COMPITI DA SVOLGERE:
1) Riassuma in due frasi il brano su Fabbroni e l'elettricità.
2) Prosegua il brano su Fabbroni e l'elettricità dopo l'ultima frase riportata.

A differenza degli altri chimici, Fabbroni per primo ipotizzò che l’elettricità non fosse una causa del mutamento chimico, ma piuttosto un suo effetto. Tuttavia, i risultati sperimentali e le interpretazioni date da Fabbroni all’‘effetto Sultzer’, cioè la sensazione acidula provocata sulla lingua quando questa entrava in contatto con due metalli diversi (dovuta per Fabbroni all’azione chimica dei metalli sulla saliva), restarono pressoché ignorati all’estero fino alla fine del secolo, benché il medico pratese Giovacchino Carradori (1758-1818) ne avesse pubblicato la notizia in una lettera a stampa già nel 1794 (Articolo di lettera del sig. G. Carradori al sig. Brugnatelli sull’elettricità animale e sopra alcuni nuovi sali metallici, «Annali di chimica», 1794, 5, pp. 27-29).

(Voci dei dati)
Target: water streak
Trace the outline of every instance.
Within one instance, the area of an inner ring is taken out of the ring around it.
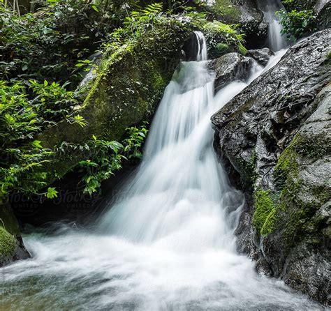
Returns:
[[[1,269],[3,310],[314,310],[235,251],[243,202],[212,148],[210,116],[249,82],[213,96],[206,45],[182,63],[152,125],[142,163],[98,233],[24,237],[31,260]],[[278,54],[267,67],[277,61]]]

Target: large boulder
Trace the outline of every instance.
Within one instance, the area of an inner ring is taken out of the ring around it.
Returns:
[[[161,30],[161,28],[163,28]],[[111,47],[102,57],[96,75],[89,75],[82,104],[75,114],[82,116],[84,128],[66,120],[43,132],[37,139],[43,146],[53,149],[64,142],[83,145],[92,135],[120,141],[126,128],[147,119],[159,103],[166,86],[178,65],[181,50],[192,29],[172,20],[157,26],[135,40]],[[62,177],[80,160],[88,158],[88,150],[66,150],[50,163],[46,181],[50,184]]]
[[[235,52],[210,61],[208,67],[215,73],[215,91],[233,81],[247,79],[253,63],[253,59]]]
[[[330,0],[295,0],[284,1],[286,10],[312,10],[317,19],[319,30],[331,26],[331,1]]]
[[[0,204],[0,267],[29,257],[10,206]]]
[[[325,304],[330,35],[326,29],[291,47],[212,117],[218,151],[247,197],[238,249],[256,260],[261,273]]]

RISPOSTE NUMERATE:
1) Fabbroni fu il primo a ipotizzare che l'elettricità non fosse una causa del mutamento chimico, ma un suo effetto. I suoi risultati sull'«effetto Sultzer», che egli attribuiva all'azione chimica dei metalli sulla saliva, rimasero quasi ignorati all'estero fino alla fine del secolo, benché Giovacchino Carradori ne avesse pubblicato la notizia in una lettera a stampa già nel 1794.

2)
L’Italia del Settecento non era certo il centro delle ricerche chimiche europee, ma i contributi degli italiani allo sviluppo della chimica non furono privi di importanza. Gli accademici piemontesi, Felice Fontana, Volta, Brugnatelli, Fabbroni e, per certi aspetti, Spallanzani diedero contributi fondamentali che vennero discussi e recepiti non soltanto nei vari Stati italiani ma anche all’estero.
Sicuramente ci furono disparità a livello regionale per quanto riguarda la qualità della ricerca, dovute da un lato alla frammentazione politica del Paese, e dall’altro alle risorse dei singoli Stati. Tuttavia la chimica italiana non era certamente arretrata rispetto alle nuove scoperte e si dimostrò capace di stare al passo con i tempi. La buona circolazione di periodici stranieri nel nostro Paese, e non solo nei centri più attivi, in primis il «Journal de physique» dell’abate Rozier, che veniva pubblicato dal 1771, e poi delle «Annales de chimie», pubblicate da Lavoisier e dai suoi collaboratori a partire dal 1789, consentiva agli scienziati e ai chimici italiani di essere rapidamente aggiornati sulle nuove scoperte e sulle nuove linee di ricerca.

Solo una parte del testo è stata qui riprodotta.